Problem requirements -
Print each entry exactly, all the way through.

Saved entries

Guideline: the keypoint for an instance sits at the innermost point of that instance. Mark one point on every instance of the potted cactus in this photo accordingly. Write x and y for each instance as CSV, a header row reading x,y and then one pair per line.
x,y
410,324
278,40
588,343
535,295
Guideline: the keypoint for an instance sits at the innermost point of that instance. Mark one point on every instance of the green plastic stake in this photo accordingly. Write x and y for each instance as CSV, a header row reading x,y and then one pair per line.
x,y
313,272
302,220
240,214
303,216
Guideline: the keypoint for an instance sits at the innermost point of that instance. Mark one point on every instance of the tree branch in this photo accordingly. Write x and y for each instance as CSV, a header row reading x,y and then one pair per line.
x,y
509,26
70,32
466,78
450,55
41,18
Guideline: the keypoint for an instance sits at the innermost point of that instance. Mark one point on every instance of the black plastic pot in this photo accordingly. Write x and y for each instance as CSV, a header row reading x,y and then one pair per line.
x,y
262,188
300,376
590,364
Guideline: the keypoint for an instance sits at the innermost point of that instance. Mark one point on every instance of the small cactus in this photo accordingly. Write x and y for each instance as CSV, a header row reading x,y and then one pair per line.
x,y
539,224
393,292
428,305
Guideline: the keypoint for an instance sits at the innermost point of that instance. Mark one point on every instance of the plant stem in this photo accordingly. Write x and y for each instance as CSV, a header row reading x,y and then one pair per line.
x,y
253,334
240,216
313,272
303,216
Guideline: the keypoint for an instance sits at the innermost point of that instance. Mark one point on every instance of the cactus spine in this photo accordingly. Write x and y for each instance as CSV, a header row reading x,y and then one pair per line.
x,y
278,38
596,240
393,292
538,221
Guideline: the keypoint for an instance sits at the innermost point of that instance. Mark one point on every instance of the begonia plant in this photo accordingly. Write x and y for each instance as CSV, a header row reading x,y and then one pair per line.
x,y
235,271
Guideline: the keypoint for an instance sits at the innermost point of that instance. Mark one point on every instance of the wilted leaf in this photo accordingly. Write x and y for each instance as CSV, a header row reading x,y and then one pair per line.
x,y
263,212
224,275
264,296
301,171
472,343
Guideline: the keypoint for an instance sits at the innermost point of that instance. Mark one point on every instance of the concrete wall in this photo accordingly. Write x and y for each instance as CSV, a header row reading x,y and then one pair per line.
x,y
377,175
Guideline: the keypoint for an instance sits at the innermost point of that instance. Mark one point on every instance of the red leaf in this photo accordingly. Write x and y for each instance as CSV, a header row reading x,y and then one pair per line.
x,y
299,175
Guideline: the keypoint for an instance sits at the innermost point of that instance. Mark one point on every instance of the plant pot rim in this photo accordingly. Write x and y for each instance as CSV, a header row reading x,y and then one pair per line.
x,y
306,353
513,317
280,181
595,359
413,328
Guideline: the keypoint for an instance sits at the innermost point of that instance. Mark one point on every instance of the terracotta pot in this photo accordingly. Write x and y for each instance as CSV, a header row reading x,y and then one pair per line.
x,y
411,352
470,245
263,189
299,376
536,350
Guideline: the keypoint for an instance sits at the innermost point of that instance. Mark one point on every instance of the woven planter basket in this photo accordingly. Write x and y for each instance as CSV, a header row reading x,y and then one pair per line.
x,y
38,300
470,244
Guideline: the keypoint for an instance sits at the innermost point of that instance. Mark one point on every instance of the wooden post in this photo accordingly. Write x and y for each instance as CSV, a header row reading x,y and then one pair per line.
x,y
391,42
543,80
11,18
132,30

Written solution -
Guideline: the keypoint for an instance sits at the innermost point of that instance. Mark one point on every instance of the potted cactus in this photo accordingly. Write x and y for each instance as CSV, a header row reading x,y and then one pair per line.
x,y
410,324
278,40
588,343
535,295
Guideline: the keypoint for an instance sits at the innermost point of that instance. Mark one point on every instance of the green plastic stake in this photo accordingly. Write x and y for each instance as CSV, a header row reading x,y and then one pair per line.
x,y
313,272
302,220
240,214
303,216
Guideline: the keypoint for an instance sits at the innermost point of that instance. Mark one point on every instance of the tree branch in this photo accordingly. Write x and y for each instance as CSV, a header row reading x,y and then one pair per line.
x,y
509,26
70,32
466,78
450,55
41,18
Guideline: the keypoint for an instance sits at the innermost point of that instance. Mark one point on every instance of the black plastic pot in this photo accordingly. Write x and y for each instance as CSV, a header row reading x,y and then one pair per line.
x,y
262,188
300,376
590,364
Guideline: the keypoint for an instance sits at the innermost point of that instance. Mark one point on every instance of the small cactus in this photo accordingly. Write x and y for each instance as CSV, a header row reading x,y and then one pair per line.
x,y
539,224
393,292
428,305
Guideline: the keypoint for an instance sits at the innermost point of that instance. Mark one point on every instance of the plant stem in this photo accordingly. Write x and y for each instance as CSV, a header row reading x,y and then one pair per line.
x,y
253,334
240,216
313,272
303,216
Guideline: the keypoint for an instance sits at the innermost point of that instance. Mark one point on every instance of the cactus spine in this photo accordingly. Write x and y for each instance as CSV, a header row reading x,y and then one pair per line.
x,y
278,38
596,240
393,292
538,221
Guideline: the keypoint for an instance sits at the innermost point of that instance. Mark one point on every instance of the begonia plant in this photo accordingly. Write x and y for each instance as CSV, a header row reading x,y and then one pair per line.
x,y
235,271
Guideline: the keypoint for an instance sits at the innermost point of that instance. Mark one point on every instance of the wilted leaf in this photo accordingly. Write x and y for each instance as CSV, a header row reading x,y and then one pair per line.
x,y
263,212
224,275
264,296
301,171
472,343
Guideline: the keypoint for an instance sits at the innermost point of that instance. Mark one point on every instance of the concrete wall in this photo accordingly. Write x and y for each instance as CSV, a header row reading x,y and then one pair per line.
x,y
377,175
Guideline: the keypoint for an instance sits at the innermost point of that instance. Mark one point on every instance of the red leaf in this photo accordingly. Write x and y for each instance as CSV, a header row reading x,y and then one pair per line.
x,y
299,175
Guideline: the keypoint for an instance sits at the innermost point of that instance. Mark one point on every instance of the plant pot rim in this photo accordingly. Write x and y for each instance as CSV, a header row reading x,y and then one pair per line.
x,y
306,353
513,317
280,181
595,359
413,328
Guideline: the keypoint for an instance sits at the innermost point of that instance. Mark one point on every instance of the terracotta pot in this photo accordingly. Write x and y for each instance as CSV, a header row reading x,y and then one pair per line.
x,y
411,352
470,245
263,189
299,376
536,350
Guideline: the keypoint for an instance sits at the innermost point of that instance. Mark one point on every instance of the woven planter basket in this photo accordingly. Write x and y for each instance as CSV, a header row reading x,y and then one pair per line.
x,y
38,300
470,244
Guideline: the keypoint for an instance sits at the innermost point of that instance. Mark one point on every instance of the wooden post in this photo accordingly. Write x and y for each instance as CSV, a header row reading x,y and then one pair per line.
x,y
391,42
543,80
11,18
132,30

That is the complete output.